**To be done**
Please rewrite the lines below, swapping "wooden" for "timber" everywhere it appears and changing nothing else. Leave the pictures out of your answer.

**Records provided**
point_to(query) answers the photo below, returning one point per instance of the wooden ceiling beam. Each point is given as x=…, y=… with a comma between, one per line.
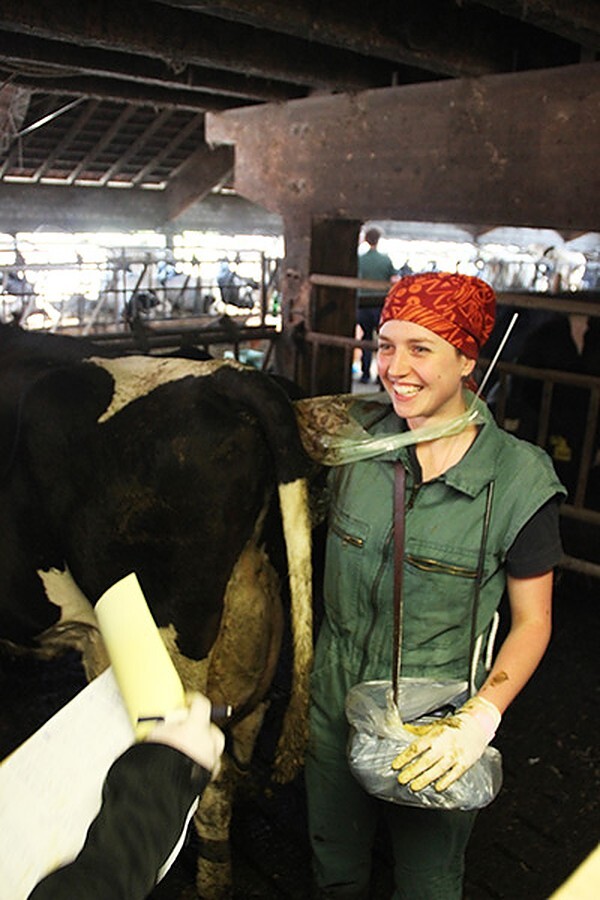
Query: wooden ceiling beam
x=182, y=38
x=25, y=53
x=575, y=20
x=509, y=149
x=129, y=92
x=168, y=149
x=203, y=171
x=79, y=123
x=441, y=37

**Task solution**
point_to(query) answers the photo below, returning one point per instance of the timber ceiling beam. Each point is given as x=…, y=… with a comma between, one per line.
Query: timber ceiling beam
x=182, y=38
x=25, y=53
x=575, y=20
x=509, y=149
x=129, y=92
x=168, y=149
x=203, y=171
x=79, y=123
x=441, y=37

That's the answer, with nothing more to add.